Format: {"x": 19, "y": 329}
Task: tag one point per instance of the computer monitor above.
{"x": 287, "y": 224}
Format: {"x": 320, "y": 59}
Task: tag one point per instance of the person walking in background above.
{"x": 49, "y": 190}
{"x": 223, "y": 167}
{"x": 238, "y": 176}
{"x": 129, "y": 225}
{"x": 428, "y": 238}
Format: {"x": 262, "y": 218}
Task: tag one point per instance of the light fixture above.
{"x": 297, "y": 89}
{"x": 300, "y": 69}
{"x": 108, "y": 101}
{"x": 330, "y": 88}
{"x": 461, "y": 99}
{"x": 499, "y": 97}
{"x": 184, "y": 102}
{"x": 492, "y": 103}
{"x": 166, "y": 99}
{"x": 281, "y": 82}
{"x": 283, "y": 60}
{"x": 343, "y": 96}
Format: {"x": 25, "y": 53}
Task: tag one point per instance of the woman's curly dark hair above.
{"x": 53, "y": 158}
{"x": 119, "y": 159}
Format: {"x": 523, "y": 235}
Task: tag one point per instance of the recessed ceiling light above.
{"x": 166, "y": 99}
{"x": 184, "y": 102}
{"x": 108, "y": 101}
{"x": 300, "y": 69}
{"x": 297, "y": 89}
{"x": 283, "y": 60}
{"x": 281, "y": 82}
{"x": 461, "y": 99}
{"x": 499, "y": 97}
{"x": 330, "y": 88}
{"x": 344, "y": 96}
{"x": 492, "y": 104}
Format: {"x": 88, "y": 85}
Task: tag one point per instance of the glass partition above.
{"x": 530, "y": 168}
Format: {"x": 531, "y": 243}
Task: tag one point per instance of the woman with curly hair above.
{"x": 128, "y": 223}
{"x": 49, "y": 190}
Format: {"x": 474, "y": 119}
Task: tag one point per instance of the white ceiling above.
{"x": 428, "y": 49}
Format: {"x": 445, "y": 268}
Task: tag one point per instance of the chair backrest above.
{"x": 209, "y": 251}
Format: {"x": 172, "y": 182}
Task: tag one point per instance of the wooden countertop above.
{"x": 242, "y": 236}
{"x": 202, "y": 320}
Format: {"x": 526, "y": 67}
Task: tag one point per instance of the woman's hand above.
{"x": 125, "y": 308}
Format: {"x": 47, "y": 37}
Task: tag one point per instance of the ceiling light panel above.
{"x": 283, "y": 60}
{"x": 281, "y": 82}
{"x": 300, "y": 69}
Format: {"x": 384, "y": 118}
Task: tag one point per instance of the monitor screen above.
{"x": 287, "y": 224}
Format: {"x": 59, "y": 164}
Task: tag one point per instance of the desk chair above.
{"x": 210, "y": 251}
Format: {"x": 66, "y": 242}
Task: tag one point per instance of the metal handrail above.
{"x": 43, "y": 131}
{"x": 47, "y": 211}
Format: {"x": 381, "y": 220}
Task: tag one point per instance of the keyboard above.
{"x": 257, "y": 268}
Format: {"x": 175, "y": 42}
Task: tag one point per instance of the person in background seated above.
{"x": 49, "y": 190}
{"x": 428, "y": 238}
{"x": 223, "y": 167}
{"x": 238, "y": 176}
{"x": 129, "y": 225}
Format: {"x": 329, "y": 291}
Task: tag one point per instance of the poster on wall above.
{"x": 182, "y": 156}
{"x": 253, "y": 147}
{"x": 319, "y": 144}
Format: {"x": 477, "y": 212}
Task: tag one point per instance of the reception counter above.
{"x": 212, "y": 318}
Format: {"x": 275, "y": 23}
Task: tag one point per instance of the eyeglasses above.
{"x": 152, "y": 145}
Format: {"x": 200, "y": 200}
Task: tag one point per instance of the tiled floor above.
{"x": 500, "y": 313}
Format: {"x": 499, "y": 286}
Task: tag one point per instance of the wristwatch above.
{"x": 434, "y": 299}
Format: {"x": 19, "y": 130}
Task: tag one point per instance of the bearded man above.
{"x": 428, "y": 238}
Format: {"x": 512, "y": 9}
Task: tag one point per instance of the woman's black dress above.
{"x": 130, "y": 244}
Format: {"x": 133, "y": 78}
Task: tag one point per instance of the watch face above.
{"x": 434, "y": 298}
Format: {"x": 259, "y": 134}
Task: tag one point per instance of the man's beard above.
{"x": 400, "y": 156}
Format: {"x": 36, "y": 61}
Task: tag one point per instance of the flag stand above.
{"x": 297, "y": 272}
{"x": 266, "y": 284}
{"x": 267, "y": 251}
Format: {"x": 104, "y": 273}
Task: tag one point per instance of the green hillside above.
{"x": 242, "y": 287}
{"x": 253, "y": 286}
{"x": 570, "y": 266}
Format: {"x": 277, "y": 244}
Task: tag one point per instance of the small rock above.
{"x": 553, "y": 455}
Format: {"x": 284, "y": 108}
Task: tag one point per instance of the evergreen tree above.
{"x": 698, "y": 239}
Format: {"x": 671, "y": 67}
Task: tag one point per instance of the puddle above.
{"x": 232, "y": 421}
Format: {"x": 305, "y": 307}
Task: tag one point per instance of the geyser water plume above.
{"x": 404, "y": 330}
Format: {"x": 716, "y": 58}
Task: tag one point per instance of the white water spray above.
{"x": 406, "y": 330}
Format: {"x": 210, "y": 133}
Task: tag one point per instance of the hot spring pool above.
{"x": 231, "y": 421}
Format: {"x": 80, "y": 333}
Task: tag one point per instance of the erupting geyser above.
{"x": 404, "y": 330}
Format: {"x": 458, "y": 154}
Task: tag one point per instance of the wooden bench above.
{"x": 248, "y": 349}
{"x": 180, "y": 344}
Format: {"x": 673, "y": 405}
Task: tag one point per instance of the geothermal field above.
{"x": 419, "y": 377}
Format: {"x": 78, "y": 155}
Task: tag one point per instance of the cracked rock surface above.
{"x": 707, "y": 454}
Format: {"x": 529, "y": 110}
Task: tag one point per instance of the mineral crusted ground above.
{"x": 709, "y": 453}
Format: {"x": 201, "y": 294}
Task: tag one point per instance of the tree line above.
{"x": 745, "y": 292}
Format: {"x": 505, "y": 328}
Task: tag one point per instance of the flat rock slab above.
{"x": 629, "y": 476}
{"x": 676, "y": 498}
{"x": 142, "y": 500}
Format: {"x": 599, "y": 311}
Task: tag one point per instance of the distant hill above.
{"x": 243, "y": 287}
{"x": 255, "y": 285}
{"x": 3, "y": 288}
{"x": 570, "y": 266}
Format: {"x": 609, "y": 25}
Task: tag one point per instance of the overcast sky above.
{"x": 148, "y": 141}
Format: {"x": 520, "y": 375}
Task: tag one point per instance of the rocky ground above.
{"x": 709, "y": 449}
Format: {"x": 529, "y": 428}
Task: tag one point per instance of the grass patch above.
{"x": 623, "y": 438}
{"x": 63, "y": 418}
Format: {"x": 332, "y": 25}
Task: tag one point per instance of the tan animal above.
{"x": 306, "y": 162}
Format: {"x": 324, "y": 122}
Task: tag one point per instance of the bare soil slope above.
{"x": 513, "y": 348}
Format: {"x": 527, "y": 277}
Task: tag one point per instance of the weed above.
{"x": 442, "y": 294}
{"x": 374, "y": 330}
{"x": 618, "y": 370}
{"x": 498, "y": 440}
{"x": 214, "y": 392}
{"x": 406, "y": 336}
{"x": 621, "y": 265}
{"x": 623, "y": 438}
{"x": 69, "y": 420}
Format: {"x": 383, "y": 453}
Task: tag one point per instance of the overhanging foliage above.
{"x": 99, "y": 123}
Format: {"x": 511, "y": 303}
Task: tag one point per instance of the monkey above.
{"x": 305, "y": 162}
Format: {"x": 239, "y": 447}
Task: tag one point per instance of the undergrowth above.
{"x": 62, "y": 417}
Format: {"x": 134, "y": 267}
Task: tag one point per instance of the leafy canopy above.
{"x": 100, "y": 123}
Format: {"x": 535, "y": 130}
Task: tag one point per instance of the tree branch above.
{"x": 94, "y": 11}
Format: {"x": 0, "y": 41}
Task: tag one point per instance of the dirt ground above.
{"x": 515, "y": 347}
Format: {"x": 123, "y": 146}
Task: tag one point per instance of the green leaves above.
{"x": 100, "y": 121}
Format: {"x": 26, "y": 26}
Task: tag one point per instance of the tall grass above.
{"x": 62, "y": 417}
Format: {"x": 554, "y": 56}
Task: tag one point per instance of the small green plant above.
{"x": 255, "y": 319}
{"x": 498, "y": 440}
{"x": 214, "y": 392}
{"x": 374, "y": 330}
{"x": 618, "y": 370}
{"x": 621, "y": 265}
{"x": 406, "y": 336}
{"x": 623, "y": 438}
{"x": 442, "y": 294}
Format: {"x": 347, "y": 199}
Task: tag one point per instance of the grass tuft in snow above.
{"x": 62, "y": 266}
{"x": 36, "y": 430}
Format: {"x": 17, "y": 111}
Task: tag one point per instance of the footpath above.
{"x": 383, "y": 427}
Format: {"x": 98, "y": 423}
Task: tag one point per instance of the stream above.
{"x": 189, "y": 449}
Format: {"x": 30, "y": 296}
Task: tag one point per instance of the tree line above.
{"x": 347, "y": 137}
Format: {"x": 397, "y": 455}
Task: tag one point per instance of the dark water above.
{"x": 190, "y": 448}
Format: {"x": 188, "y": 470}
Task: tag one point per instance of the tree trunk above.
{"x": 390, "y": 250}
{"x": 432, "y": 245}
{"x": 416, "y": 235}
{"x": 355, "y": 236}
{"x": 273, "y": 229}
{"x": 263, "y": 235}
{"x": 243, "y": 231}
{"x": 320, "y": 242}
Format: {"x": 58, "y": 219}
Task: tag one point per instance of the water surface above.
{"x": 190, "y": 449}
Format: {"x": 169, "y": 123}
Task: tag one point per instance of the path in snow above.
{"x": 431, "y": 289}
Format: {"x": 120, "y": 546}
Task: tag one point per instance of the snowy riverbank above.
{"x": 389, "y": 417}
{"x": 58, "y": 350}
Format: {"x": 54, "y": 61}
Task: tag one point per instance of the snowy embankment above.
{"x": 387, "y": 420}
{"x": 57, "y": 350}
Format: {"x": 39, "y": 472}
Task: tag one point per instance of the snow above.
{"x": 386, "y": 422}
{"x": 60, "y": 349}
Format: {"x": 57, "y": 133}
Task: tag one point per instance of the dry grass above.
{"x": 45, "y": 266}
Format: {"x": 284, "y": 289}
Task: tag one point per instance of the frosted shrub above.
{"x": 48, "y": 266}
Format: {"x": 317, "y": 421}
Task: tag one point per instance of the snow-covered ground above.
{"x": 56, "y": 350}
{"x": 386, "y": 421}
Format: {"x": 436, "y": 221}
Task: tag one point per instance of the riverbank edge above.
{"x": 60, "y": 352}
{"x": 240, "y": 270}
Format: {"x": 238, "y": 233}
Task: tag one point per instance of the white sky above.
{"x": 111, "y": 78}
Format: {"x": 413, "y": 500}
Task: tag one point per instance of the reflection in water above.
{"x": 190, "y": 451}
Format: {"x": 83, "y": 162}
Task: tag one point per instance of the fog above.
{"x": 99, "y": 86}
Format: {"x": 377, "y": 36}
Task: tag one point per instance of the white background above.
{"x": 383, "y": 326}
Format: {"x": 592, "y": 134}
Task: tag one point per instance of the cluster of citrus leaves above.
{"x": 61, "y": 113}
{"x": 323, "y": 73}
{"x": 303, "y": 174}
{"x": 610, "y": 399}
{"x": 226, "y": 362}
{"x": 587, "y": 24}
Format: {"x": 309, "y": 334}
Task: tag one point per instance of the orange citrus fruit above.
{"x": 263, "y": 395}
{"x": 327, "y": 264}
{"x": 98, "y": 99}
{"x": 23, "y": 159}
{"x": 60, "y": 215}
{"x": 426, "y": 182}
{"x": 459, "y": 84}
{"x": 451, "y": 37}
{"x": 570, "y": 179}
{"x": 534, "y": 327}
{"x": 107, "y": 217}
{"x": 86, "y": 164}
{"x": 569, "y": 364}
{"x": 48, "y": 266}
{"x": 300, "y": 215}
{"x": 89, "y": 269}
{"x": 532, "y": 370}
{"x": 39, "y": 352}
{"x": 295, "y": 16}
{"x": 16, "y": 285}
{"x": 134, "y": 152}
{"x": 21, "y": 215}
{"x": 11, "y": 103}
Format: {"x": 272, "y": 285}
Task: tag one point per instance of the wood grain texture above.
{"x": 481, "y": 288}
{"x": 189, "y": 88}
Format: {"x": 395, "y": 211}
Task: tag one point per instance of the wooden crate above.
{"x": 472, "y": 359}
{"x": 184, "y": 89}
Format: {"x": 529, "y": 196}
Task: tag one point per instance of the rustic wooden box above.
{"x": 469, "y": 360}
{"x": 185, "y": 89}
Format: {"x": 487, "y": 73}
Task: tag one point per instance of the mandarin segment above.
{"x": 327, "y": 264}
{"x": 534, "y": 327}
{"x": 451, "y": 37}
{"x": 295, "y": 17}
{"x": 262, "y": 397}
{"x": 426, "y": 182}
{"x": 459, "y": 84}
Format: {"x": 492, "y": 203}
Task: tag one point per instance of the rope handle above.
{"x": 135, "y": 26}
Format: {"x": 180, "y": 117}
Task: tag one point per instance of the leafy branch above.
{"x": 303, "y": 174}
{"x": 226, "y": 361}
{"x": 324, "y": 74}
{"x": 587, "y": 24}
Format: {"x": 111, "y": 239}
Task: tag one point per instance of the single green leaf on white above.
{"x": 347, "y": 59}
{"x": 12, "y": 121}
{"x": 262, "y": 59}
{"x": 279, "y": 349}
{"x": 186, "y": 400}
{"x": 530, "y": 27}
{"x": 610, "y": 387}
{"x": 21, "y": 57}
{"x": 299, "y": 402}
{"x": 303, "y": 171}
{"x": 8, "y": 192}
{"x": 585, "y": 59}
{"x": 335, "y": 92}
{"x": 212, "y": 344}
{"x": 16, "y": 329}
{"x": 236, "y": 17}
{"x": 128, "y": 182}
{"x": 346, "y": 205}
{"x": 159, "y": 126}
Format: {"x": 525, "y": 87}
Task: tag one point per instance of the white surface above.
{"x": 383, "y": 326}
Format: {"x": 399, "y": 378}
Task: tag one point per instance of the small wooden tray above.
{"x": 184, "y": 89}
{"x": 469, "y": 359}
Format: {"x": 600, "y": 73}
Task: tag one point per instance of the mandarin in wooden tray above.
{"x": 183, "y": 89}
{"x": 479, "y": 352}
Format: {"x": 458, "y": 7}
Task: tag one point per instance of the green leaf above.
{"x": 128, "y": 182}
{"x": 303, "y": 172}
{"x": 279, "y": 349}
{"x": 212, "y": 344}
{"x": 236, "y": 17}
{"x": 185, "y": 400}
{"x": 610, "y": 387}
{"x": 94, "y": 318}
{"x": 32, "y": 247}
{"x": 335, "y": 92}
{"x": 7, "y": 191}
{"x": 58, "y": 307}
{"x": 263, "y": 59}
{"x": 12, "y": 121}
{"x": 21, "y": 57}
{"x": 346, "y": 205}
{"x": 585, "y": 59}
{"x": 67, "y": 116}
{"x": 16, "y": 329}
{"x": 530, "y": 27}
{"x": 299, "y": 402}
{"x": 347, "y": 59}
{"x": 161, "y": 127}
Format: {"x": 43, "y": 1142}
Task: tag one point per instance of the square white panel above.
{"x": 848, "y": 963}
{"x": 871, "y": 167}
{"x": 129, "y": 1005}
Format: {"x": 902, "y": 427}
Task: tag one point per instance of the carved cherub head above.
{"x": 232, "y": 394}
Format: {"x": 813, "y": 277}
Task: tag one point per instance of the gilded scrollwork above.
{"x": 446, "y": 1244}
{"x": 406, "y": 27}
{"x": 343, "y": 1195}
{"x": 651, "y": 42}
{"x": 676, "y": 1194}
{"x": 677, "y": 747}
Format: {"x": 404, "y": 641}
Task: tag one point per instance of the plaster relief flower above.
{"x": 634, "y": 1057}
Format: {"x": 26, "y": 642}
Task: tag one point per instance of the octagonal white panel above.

########

■ INSTRUCTIONS TO FOLLOW:
Above are the lines. Copy out every line that holds the word "dark".

■ TASK OUTPUT:
Task: tag one point per instance of the woman's curly dark hair above.
Task: tag one point per instance of the dark water above.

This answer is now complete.